**Fragment tekstu**
__________

Nie wszyscy zarabiają na odpadach

Surowce › Obowiązujące regulacje sprzyjają działalności spółek pozyskujących stłuczkę szklaną, zużyte opony czy odpady przemysłowe. Nie wspierają za to recyklingu tworzyw sztucznych.

Publikacja: 14.07.2019 20:15

23,5 mln zł Adam Krynicki prezes Krynicki Recykling W I kwartale przychody grupy zwiększyły się o 7,

23,5 mln zł Adam Krynicki prezes Krynicki Recykling W I kwartale przychody grupy zwiększyły się o 7,4 proc. To efekt rosnącego przerobu szkła w Polsce i lekkiego wzrostu jego cen. Na rentowności ciążą jednak coraz wyższe koszty prądu i gazu oraz usług transportowych. W rezultacie zyski spadają.

Foto: Lamus Antykwariaty Warszawskie

Sytuacja giełdowych spółek zajmujących się gospodarką odpadami jest zróżnicowana, co wynika przede wszystkim z obowiązujących w naszym kraju przepisów. To one w jednych segmentach rynku powodują, że recykling jest ucywilizowany i opłacalny, a w innych już nie.

Dobre perspektywy rysują się m.in. przed firmami zajmującymi się pozyskiwaniem i uzdatnianiem stłuczki szklanej. Krynicki Recykling szacuje, że obecnie na polski rynek trafia rocznie około 630 tys. ton nieuzdatnionej stłuczki pochodzącej z tzw. selektywnej zbiórki. – Średni uzysk czystego szkła w skali kraju to około 70 proc. Popyt hut to z kolei około 1,2 mln. Jest on więc dwu-, trzykrotnie większy niż podaż uzdatnionego szkła – mówi Adam Krynicki, prezes Krynicki Recykling. Dodaje, że dotyczy to jednak głównie szkła jednorodnego kolorystycznie. Zdecydowanie gorzej jest ze znalezieniem odpowiedniego nabywcy (operującego satysfakcjonującą cenę) na szkło wielokolorowe. Z tego też powodu spółka buduje w Czarnkowie, podobnie jak w Lublińcu, zakład pozwalający na pełną separację kolorystyczną szkła.

– Biorąc pod uwagę trendy konsumenckie i postrzeganie szkła jako materiału proekologicznego, podaż szkła zarówno krajowa, jak i zagraniczna powinna rosnąć. Obecnie szacuje się, że w rynku opakowań wartym około 33 mld zł 10–11 proc. stanowią opakowania szklane – podaje Krynicki. Dodaje, że dominuje plastik, ale w ostatnich latach proporcje zmieniają się na korzyść szkła. W związku z tym huty zwiększają moce tak, aby zaspokoić popyt. Dodatkowo rosnące ceny energii zachęcają do przetapiania stłuczki, co jest znacznie mniej energochłonne niż produkcja szkła z surowców naturalnych. Spółka zauważa, że ostatnio istotnie wzrosła dostępność nieuzdatnionej stłuczki, co pozytywnie przekłada się na jej biznes.

__________

**Dostarczone dane**
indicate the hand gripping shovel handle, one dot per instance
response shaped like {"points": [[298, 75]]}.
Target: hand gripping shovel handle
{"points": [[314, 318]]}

__________

**Lista zadań**
1 – Ile ton nieuzdatnionej stłuczki trafia obecnie rocznie na polski rynek według artykułu o zarabianiu na odpadach?
2 – Przepisz fragment artykułu o zarabianiu na odpadach od słów „Surowce › Obowiązujące” do słów „rezultacie zyski spadają.” włącznie, zamieniając „prądu i gazu” na „energii elektrycznej”.
3 – Kontynuuj artykuł o zarabianiu na odpadach, zaczynając zaraz po jego ostatnim zdaniu.
Dane nie mają tu żadnego znaczenia.

**Wyniki zadań**
1 – Około 630 tys. ton.

2 –
Surowce › Obowiązujące regulacje sprzyjają działalności spółek pozyskujących stłuczkę szklaną, zużyte opony czy odpady przemysłowe. Nie wspierają za to recyklingu tworzyw sztucznych.

Publikacja: 14.07.2019 20:15

23,5 mln zł Adam Krynicki prezes Krynicki Recykling W I kwartale przychody grupy zwiększyły się o 7,

23,5 mln zł Adam Krynicki prezes Krynicki Recykling W I kwartale przychody grupy zwiększyły się o 7,4 proc. To efekt rosnącego przerobu szkła w Polsce i lekkiego wzrostu jego cen. Na rentowności ciążą jednak coraz wyższe koszty energii elektrycznej oraz usług transportowych. W rezultacie zyski spadają.

3 –
– Problemem, z którym wciąż się zmagamy, jest niska jakość nieuzdatnionej stłuczki, pochodzącej z różnych systemów jej selektywnej zbiórki. Staramy się ten problem eliminować na poziomie naszego przedsiębiorstwa, tak aby tego „szkła w szkle" było jak najwięcej – przekonuje Krynicki. Dodaje, że nierozwiązaną kwestią pozostaje szara strefa w handlu DPR-ami (dokumenty potwierdzające recykling). Firmy, które je drukują bez pokrycia, pojawiają się i równie szybko znikają. To powoduje, że negatywne zjawiska trudno jest wyeliminować z rynku. Według wyliczeń spółki patologia w obrocie tymi dokumentami kształtuje się na poziomie co najmniej 40 proc.

Mimo to zarząd z optymizmem patrzy w przyszłość. – Jeśli chodzi o przychody, to w związku z coraz wyższym przerobem szkła i lekkim wzrostem jego ceny powinny się one zwiększyć w całym roku. Jednocześnie na rentowności ciążą nam rosnące koszty energii elektrycznej i gazu oraz usług transportowych, których nie razie nie jesteśmy w stanie zrównoważyć większą konwersją i większym wolumenem – mówi Krynicki.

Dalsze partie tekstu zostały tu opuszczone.